# Work instructions
Can you reproduce every one of the records below word for word, leaving out the pictures?

# Dataset rows
- - -

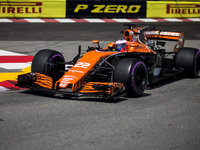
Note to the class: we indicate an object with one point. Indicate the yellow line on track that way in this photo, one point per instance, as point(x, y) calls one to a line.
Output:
point(13, 75)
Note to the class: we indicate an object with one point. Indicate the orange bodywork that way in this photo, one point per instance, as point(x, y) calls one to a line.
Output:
point(75, 77)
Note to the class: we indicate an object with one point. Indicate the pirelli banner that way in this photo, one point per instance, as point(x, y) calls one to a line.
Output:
point(32, 8)
point(106, 8)
point(173, 9)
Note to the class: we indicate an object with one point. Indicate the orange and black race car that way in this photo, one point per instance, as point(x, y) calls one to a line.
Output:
point(126, 66)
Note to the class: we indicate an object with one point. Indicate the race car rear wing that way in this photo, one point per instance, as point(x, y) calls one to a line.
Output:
point(167, 35)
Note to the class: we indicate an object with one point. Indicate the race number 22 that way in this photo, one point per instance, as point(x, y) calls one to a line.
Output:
point(82, 65)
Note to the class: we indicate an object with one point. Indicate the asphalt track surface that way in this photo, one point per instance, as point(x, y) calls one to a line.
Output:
point(166, 117)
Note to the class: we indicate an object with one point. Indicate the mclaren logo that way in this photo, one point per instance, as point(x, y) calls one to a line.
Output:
point(20, 7)
point(183, 9)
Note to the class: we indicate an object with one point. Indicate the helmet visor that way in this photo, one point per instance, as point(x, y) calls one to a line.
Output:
point(120, 46)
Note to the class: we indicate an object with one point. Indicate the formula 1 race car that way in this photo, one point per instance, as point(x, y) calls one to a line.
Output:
point(126, 66)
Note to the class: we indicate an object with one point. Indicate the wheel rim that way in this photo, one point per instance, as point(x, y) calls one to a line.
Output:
point(139, 78)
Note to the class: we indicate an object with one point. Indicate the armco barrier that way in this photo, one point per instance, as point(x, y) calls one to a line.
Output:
point(32, 8)
point(106, 9)
point(173, 9)
point(99, 9)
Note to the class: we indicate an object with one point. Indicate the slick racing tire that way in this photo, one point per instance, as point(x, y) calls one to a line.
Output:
point(46, 62)
point(133, 73)
point(189, 60)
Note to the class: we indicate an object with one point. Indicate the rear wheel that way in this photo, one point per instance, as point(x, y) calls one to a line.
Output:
point(46, 62)
point(133, 73)
point(189, 60)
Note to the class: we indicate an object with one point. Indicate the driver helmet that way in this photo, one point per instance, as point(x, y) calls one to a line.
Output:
point(121, 45)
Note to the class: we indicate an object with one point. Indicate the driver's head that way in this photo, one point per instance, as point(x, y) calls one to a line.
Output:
point(121, 45)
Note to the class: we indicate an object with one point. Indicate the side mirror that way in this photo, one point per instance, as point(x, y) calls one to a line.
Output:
point(96, 42)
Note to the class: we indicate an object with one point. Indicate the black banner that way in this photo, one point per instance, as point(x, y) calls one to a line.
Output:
point(106, 9)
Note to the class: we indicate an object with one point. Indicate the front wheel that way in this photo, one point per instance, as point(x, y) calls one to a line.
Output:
point(133, 73)
point(47, 62)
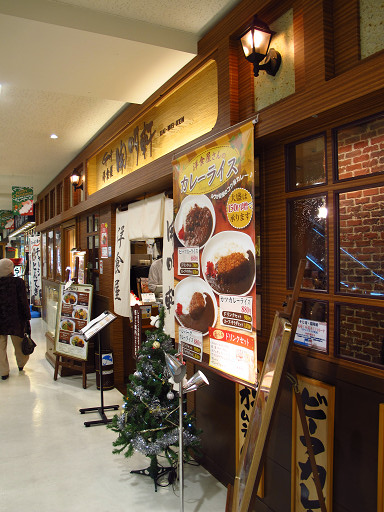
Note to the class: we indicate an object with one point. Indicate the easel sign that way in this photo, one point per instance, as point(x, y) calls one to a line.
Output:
point(74, 306)
point(97, 324)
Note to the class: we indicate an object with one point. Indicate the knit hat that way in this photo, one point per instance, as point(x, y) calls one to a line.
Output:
point(6, 267)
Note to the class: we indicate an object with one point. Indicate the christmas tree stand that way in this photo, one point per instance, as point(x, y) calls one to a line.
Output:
point(89, 331)
point(158, 473)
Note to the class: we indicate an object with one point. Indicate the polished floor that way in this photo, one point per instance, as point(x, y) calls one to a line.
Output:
point(51, 462)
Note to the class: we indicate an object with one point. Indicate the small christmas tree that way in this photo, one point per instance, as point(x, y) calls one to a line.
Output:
point(149, 422)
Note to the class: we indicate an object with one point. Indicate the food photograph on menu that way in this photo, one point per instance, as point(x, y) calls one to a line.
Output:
point(74, 315)
point(214, 253)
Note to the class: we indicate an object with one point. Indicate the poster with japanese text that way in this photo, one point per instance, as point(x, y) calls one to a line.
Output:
point(74, 313)
point(35, 270)
point(104, 240)
point(214, 251)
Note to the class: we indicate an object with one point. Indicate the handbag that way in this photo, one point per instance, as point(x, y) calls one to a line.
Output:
point(27, 345)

- - -

# Completed task
Note to the class: we indicate an object with one point. Indicate the yellow line on track that way in this photo, one point per instance, as point(x, y) calls one to a line.
Output:
point(13, 75)
Note to the class: we indicate an object with one point. Indicate the orange bodywork that way in this photo, one point per instance, as point(x, y) calls one to a line.
Output:
point(75, 77)
Note to the class: we indicate an object with one point. Indicate the pirelli banner that way in this photo, one point per instance, as point(x, y) calls one to a line.
Output:
point(32, 8)
point(106, 8)
point(173, 9)
Note to the class: we indicate an object with one point. Indicate the orange and black race car that way in this photo, one point per instance, as point(x, y) calls one to a line.
Output:
point(126, 66)
Note to the class: we indicate an object with one point. Indicate the race car rear wing that way in this photo, one point per instance, as point(x, y) calls one to a line.
Output:
point(167, 35)
Note to the class: we indicate an object with one point. Indicate the race number 22 that way in this photo, one point per instance, as point(x, y) calls one to a line.
Output:
point(82, 65)
Note to the class: we indicate an object with one point. Indicate the asphalt track surface that way in this photo, one point per instance, as point(x, y) calls one to a line.
Output:
point(166, 117)
Note to the class: we indicate an object with one point. Indicate the mclaren logo that way in this photo, one point per instance, as point(x, y) calls one to a line.
Output:
point(20, 7)
point(183, 9)
Note to the class: we indicate an object with one point. Indicate the helmet visor that way in this photo, one point per instance, as point(x, y) calls one to a line.
Output:
point(120, 46)
Note to the class: we indicate an object with one point. Indicate the formula 1 race car that way in this photo, one point per instance, as point(x, y) calls one to a line.
Output:
point(126, 66)
Note to the class: we indicate an object with one point. Indicate the wheel rim that way in this photo, one point per instance, as point(x, y) calls one to a line.
Output:
point(139, 78)
Note to the class: we indicate an object with one point. Indicate the armco barrier that way in this photo, one point per instance, as point(x, y) calls one to a line.
Output:
point(32, 8)
point(106, 9)
point(173, 9)
point(99, 9)
Note to the class: we indicate an object with one point. Indicate the slick racing tire that way in this photo, one point per instance, as point(x, y) calls one to a line.
Output:
point(46, 62)
point(133, 73)
point(189, 60)
Note to the class: we indicate an object with one point. Indicate the rear wheel that way in this photo, one point per instance, as point(x, y) calls one to a line.
Output:
point(46, 62)
point(133, 73)
point(189, 60)
Note to the class: we indicate an object with one point. Indicate the driver helmet that way in this photo, one point per instance, as point(x, y) calls one to a line.
Output:
point(121, 45)
Note to the class: we indicate an object with one point. Indicate the driver's head that way in this photo, one point per instance, as point(x, y) calls one to a line.
Output:
point(121, 45)
Note to the class: we indicate an object with one point. Indicate the side mirror that way in this photo, one point per instance, as point(x, y) calls one to a line.
Output:
point(96, 42)
Note to the class: we indicate an object with one point. Indicate the black banner that way in this photo, one point per instance, as point(x, y) calls one to a line.
Output:
point(106, 9)
Note to the class: we indicate an object with one point. Indicate the front wheel that way in this photo, one point per instance, as point(x, y) calls one to a line.
Output:
point(133, 73)
point(47, 62)
Note to the class: we indicate an object with one point. Indicate the easel sign that way in this photo, one point per instance, as point(x, y) calls one to a line.
Output:
point(74, 306)
point(97, 324)
Note to the class: we indicate an object with one point. Indicate the knit hat that way in this photo, one point per instance, as point(x, y) calls one to a line.
Output:
point(6, 267)
Note to the class: we indicate an object with one point. Indicate the christmas tree stand that way in this photo, one point per instance, as point(x, y) calls one to a line.
Output:
point(89, 331)
point(158, 473)
Note to the class: we indicate an object with one point. Indicate the polished floor that way in this photo, one point per instance, as point(x, y) calls one to a line.
Output:
point(51, 462)
Note to the class: we indicate an object with one point. Indicate the small christmas tree that way in this photo, one point per instance, as point(x, y) calls one to a line.
Output:
point(149, 422)
Note to the class: we indicate an object with one point. Indicate the food photograph on menu that way in this photo, one point per instance, as point(x, y) calls one to a line.
Output:
point(74, 315)
point(214, 253)
Note to the class: we indicate an object with one point. Indicate the poster with japanese text that way in this photo, one point per instance, as point(x, y) calls one to a line.
Output:
point(74, 313)
point(35, 270)
point(104, 240)
point(214, 251)
Note to the class: we indicate an object with one point. Indicate the handbag that way in this photo, one point per instance, as point(x, y) calls one to a line.
Output:
point(27, 345)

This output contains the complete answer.